## TASK TO COMPLETE
Pick out each line in the items below that contains the word "slat" and copy those lines.

## Items stored from a collection
— START —
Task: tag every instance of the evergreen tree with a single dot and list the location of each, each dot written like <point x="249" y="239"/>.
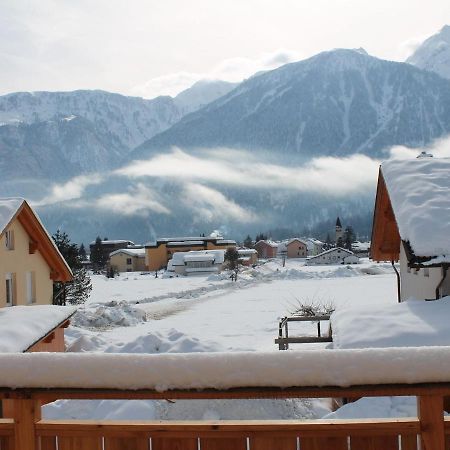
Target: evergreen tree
<point x="248" y="242"/>
<point x="231" y="257"/>
<point x="78" y="290"/>
<point x="82" y="252"/>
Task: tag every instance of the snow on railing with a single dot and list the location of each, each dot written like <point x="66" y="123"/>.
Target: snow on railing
<point x="164" y="372"/>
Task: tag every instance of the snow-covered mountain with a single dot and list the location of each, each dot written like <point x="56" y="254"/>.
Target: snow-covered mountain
<point x="202" y="93"/>
<point x="62" y="134"/>
<point x="434" y="54"/>
<point x="336" y="103"/>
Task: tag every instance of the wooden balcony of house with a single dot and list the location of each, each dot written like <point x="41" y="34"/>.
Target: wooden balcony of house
<point x="73" y="376"/>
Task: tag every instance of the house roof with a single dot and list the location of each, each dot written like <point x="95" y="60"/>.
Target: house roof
<point x="269" y="243"/>
<point x="18" y="208"/>
<point x="331" y="250"/>
<point x="140" y="252"/>
<point x="413" y="206"/>
<point x="23" y="326"/>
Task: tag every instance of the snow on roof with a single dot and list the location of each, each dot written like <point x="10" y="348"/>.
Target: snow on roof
<point x="114" y="241"/>
<point x="8" y="209"/>
<point x="140" y="252"/>
<point x="419" y="190"/>
<point x="23" y="326"/>
<point x="269" y="243"/>
<point x="247" y="251"/>
<point x="164" y="372"/>
<point x="331" y="250"/>
<point x="201" y="257"/>
<point x="408" y="324"/>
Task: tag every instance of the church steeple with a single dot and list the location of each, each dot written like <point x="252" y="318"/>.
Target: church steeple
<point x="339" y="232"/>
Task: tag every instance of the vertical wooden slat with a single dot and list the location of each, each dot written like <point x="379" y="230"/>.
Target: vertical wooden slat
<point x="115" y="443"/>
<point x="329" y="443"/>
<point x="374" y="443"/>
<point x="80" y="443"/>
<point x="409" y="442"/>
<point x="430" y="410"/>
<point x="48" y="443"/>
<point x="174" y="444"/>
<point x="6" y="443"/>
<point x="268" y="443"/>
<point x="26" y="414"/>
<point x="223" y="444"/>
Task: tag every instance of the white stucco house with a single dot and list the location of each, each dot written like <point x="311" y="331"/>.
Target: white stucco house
<point x="196" y="262"/>
<point x="336" y="255"/>
<point x="412" y="225"/>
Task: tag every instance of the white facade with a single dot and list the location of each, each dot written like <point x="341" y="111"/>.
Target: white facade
<point x="332" y="256"/>
<point x="195" y="262"/>
<point x="421" y="283"/>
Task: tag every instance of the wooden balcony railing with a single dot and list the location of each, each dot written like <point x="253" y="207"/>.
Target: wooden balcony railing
<point x="26" y="430"/>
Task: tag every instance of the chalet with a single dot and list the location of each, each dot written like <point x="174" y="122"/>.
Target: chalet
<point x="336" y="255"/>
<point x="107" y="246"/>
<point x="293" y="248"/>
<point x="29" y="260"/>
<point x="196" y="262"/>
<point x="158" y="254"/>
<point x="314" y="246"/>
<point x="128" y="260"/>
<point x="247" y="256"/>
<point x="266" y="249"/>
<point x="411" y="224"/>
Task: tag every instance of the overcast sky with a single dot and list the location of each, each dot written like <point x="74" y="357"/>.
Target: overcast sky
<point x="159" y="47"/>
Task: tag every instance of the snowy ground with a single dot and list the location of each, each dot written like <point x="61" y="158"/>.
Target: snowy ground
<point x="136" y="313"/>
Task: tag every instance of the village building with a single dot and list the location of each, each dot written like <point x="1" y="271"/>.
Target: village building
<point x="336" y="255"/>
<point x="107" y="246"/>
<point x="314" y="246"/>
<point x="266" y="249"/>
<point x="128" y="260"/>
<point x="158" y="254"/>
<point x="339" y="233"/>
<point x="247" y="256"/>
<point x="411" y="225"/>
<point x="29" y="260"/>
<point x="196" y="262"/>
<point x="293" y="248"/>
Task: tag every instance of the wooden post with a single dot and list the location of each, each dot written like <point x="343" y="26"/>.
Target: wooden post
<point x="430" y="410"/>
<point x="26" y="414"/>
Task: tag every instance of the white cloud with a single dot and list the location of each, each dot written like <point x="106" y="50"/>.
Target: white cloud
<point x="211" y="204"/>
<point x="71" y="190"/>
<point x="141" y="200"/>
<point x="231" y="69"/>
<point x="439" y="149"/>
<point x="333" y="176"/>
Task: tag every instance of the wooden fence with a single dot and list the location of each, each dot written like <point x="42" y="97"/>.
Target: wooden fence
<point x="26" y="430"/>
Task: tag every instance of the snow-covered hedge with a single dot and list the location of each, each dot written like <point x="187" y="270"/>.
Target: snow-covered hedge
<point x="226" y="370"/>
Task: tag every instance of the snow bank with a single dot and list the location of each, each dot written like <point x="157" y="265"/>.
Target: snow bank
<point x="112" y="314"/>
<point x="419" y="192"/>
<point x="226" y="370"/>
<point x="173" y="341"/>
<point x="408" y="324"/>
<point x="23" y="326"/>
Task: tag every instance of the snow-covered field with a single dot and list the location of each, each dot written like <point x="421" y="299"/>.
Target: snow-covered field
<point x="138" y="313"/>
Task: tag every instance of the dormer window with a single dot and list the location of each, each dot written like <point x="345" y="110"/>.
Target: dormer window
<point x="9" y="239"/>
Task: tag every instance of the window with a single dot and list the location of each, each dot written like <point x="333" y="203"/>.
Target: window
<point x="31" y="287"/>
<point x="9" y="239"/>
<point x="10" y="300"/>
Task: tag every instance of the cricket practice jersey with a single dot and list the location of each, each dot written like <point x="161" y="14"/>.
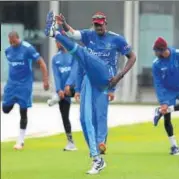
— END —
## THE REPLY
Task: tag every instance of the vertical wooden slat with a single dot and list the location of each, each dot written like <point x="379" y="230"/>.
Target: vertical wooden slat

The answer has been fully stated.